*Reading text:*
Segment Open
Long-term opioid use after discharge from inpatient musculoskeletal rehabilitation
Andréa D. Furlan, Samah Hassan, Ida-Maisie Famiyeh, Wendy Wang, Jaspreet Dhanju
Toronto Rehabilitation Institute- UHN, 550 University Avenue, Room 7-141-1, Toronto ON, M5G 2A2, Canada. E-mail: firstname.lastname@example.org, email@example.com
Objective: To determine: (i) the prevalence of opioid-naïve patients discharged on opioids from a musculoskeletal rehabilitation inpatient unit; (ii) the prevalence of opioid use 6 months after discharge; and (iii) the efficacy of the Opioid Risk Tool in identifying long-term opioid use.
Design: Prospective study.
Participants: Sixty-four opioid-naïve patients who were exposed to opioids during admission and who were discharged on an opioid.
Segment Closed
*Information given:*
Segment Open
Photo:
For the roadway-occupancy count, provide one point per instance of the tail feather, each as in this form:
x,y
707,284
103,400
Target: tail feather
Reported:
Segment Closed
Segment Open
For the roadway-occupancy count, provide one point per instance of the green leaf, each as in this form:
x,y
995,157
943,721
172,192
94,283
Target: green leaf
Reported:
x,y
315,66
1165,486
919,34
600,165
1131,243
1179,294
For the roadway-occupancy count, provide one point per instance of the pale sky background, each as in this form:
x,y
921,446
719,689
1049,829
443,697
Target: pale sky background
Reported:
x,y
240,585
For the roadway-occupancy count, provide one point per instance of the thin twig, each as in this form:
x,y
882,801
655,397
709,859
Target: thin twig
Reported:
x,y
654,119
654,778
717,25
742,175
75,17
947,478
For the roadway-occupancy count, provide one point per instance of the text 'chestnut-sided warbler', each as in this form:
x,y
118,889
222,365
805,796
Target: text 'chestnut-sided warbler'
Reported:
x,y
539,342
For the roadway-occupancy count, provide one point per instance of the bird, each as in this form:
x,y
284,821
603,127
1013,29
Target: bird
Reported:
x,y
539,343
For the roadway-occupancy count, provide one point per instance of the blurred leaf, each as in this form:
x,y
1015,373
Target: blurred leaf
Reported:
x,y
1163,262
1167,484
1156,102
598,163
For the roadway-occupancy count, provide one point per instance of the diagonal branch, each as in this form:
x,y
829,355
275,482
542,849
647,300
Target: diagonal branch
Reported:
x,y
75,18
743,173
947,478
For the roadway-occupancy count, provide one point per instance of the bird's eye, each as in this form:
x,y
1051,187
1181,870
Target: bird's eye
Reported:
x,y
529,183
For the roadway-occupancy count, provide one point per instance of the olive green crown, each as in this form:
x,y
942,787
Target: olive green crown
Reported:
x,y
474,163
Segment Closed
*What is needed:*
Resume the text about long-term opioid use after rehabilitation discharge from the point where it stops. The entries that come after the text are separate material and have nothing to do with it.

*Result of the task:*
Methods: Potentially eligible patients’ charts were reviewed. Participants were interviewed during admission to obtain the opioid risk score and contacted 6 months after discharge via a semi-structured telephone interview.
Results: Twenty-eight percent of opioid-naïve patients, who were discharged on opioids were still using opioids 6 months after discharge from rehabilitation. There was a trend for higher Opioid Risk Tool scores in those still using opioids than in individuals who were not using opioids at 6 months (p = 0.053).
Conclusion: Patients who are prescribed opioids during a hospital admission should be screened for risk of opioid misuse. This data suggests that the Opioid Risk Tool could identify a patient’s potential for becoming a long-term user of opioids.